### What the exercise asks
Transcribe the records word for word. Leave every picture out.
Content starts
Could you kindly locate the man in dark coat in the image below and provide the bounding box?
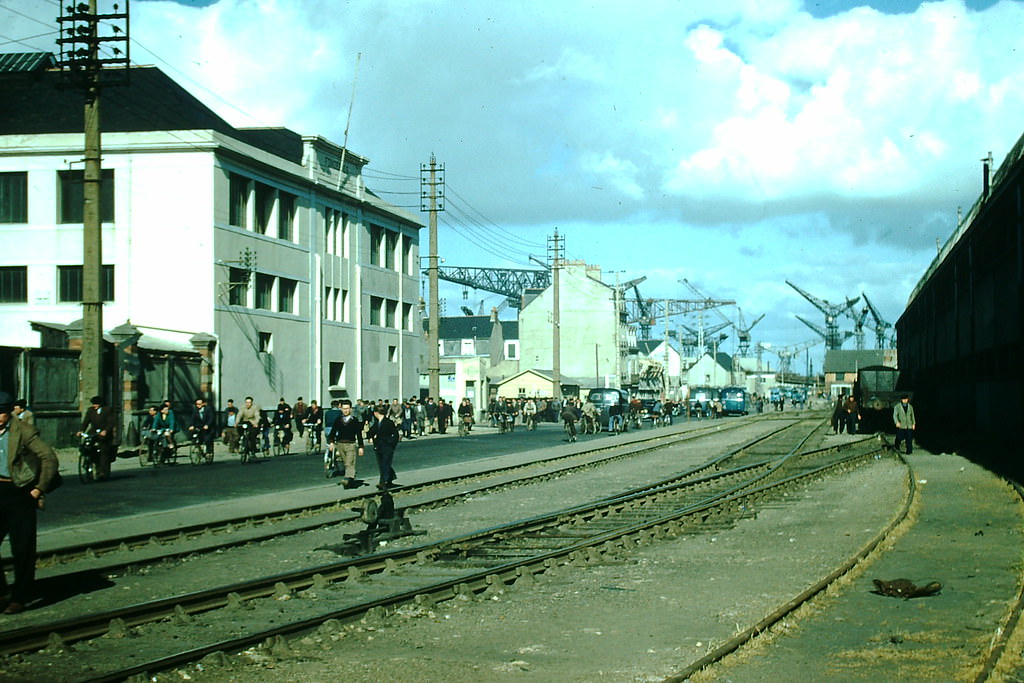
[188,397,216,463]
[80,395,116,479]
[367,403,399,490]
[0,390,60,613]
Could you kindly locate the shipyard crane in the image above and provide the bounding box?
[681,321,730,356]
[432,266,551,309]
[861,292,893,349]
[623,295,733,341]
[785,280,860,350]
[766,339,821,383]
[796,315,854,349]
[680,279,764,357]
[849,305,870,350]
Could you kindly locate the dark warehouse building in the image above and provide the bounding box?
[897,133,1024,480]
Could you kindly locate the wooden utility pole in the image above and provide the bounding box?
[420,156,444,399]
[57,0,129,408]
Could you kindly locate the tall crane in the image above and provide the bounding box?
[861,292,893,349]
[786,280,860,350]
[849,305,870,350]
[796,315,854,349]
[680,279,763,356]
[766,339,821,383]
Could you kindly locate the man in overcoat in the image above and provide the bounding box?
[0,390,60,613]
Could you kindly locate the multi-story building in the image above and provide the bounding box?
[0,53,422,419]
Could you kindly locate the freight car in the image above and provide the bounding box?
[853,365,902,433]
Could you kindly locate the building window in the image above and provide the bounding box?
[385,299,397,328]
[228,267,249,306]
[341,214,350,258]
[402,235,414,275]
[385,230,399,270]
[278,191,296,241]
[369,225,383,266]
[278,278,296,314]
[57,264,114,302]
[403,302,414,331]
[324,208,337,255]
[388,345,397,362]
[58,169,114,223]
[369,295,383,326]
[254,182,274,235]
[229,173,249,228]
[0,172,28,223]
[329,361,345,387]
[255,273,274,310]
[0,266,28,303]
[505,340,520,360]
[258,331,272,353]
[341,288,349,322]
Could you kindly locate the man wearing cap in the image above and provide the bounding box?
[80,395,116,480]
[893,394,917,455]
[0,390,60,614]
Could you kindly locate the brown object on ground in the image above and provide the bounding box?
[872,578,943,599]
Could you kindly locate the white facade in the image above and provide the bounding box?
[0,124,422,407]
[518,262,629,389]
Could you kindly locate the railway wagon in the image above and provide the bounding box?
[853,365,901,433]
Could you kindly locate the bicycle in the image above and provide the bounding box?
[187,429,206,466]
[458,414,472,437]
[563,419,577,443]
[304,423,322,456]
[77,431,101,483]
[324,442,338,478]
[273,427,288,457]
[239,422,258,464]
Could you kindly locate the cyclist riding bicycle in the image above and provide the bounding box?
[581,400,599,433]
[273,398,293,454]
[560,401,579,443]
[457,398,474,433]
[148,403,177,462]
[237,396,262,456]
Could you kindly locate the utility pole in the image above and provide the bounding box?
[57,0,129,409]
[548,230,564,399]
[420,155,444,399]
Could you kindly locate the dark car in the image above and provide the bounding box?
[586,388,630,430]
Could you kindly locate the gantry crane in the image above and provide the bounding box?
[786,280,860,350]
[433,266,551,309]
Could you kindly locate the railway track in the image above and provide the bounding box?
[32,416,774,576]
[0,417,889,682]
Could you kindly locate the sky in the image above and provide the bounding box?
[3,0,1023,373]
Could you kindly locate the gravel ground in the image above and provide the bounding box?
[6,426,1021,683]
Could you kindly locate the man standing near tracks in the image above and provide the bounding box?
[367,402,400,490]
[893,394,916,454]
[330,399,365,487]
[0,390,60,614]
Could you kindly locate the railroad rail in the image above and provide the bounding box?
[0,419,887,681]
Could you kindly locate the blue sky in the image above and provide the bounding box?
Content ends
### Exercise response
Could you kindly locate the man in dark coat in the image below and provide the bounding box?
[188,397,216,463]
[80,395,116,479]
[367,403,399,490]
[0,390,60,613]
Could you kindly locate the shipyard crane in the image above and provide the bounding box?
[681,321,730,356]
[432,266,551,309]
[861,292,893,349]
[623,295,733,341]
[785,280,860,350]
[766,339,821,383]
[796,315,854,349]
[680,279,764,357]
[849,305,870,350]
Could you kindly locate the dark warehouse building in the image above and provide the bounding box?
[897,133,1024,480]
Could you kindly locate the wooden utility pole in the image above and provide the bounding box?
[420,156,444,399]
[57,0,129,408]
Could you kindly locate the tall crane in the image above and provide the bounding box?
[861,292,893,349]
[786,280,860,350]
[849,305,870,350]
[796,315,854,349]
[680,279,763,356]
[766,339,821,383]
Could you kindly locate the man in overcoat in the image above and provide the bounding box?
[0,390,60,613]
Could you kindly locate the multi-story building in the image above and provide the bounding box?
[0,53,422,419]
Could you kindly locate the freight car in the image above and provide the bounding box?
[853,365,902,433]
Could you kindly locate the building window in the image above and provide the bounding box?
[385,299,397,328]
[228,267,249,306]
[341,214,350,258]
[402,235,414,275]
[385,230,399,270]
[278,191,296,241]
[369,225,383,266]
[278,278,296,314]
[57,264,114,302]
[403,302,414,331]
[324,208,337,255]
[388,345,397,362]
[58,169,114,223]
[369,295,383,326]
[254,182,274,235]
[229,173,249,228]
[0,172,28,223]
[329,361,345,387]
[255,273,274,310]
[0,266,28,303]
[505,340,520,360]
[258,331,272,353]
[341,288,349,322]
Could you kindly locate the man wearing cap in the image above and provide the bounding box?
[80,395,116,480]
[893,394,917,455]
[0,390,60,614]
Could you kindly locate the brown object on ground in the image above and provide the bounding box?
[872,578,943,599]
Could you kindly locate the white facade in the image above and provide the bounding box?
[0,124,422,407]
[518,262,629,389]
Could you kindly locate the railway wagon in the image above and provide the bounding box?
[853,365,901,433]
Could you kindly locate the bicycle in the image above and provide the bounding box?
[187,429,206,466]
[458,414,472,437]
[563,419,577,443]
[304,423,322,456]
[77,431,101,483]
[324,442,338,478]
[273,427,288,457]
[239,422,258,464]
Could you kindly locate the cyclist riding bicycle in the image above and provide the bounding box?
[581,400,599,433]
[273,398,293,454]
[560,401,579,443]
[457,398,474,433]
[148,403,177,462]
[237,396,262,456]
Could you kindly locate the utility pole in the image above and provide the bounding box?
[57,0,129,409]
[548,230,564,399]
[420,155,444,399]
Could you kindly locate the dark car in the image above and provide the bounding box?
[586,388,630,430]
Could you kindly locate the gantry crane in the image above and provide the bounding box?
[786,280,860,350]
[433,266,551,309]
Could you kindly locate the railway track in the image above and provide the bounding box?
[32,416,774,576]
[0,417,889,682]
Could you kindly locate the sky in the image above and provide the bounding box?
[3,0,1023,373]
Could you kindly locate the gravel ground in the image above and provide the bounding box?
[6,426,1021,683]
Could you kindly locate the man standing near tracks in the image above and provide the bounding box?
[367,402,400,490]
[893,394,916,454]
[330,399,365,487]
[0,390,60,614]
Could you kindly locate the railroad rail in the image above and provide the bounding box?
[0,419,887,681]
Could you kindly locate the blue sky in the image above and provide the bounding box?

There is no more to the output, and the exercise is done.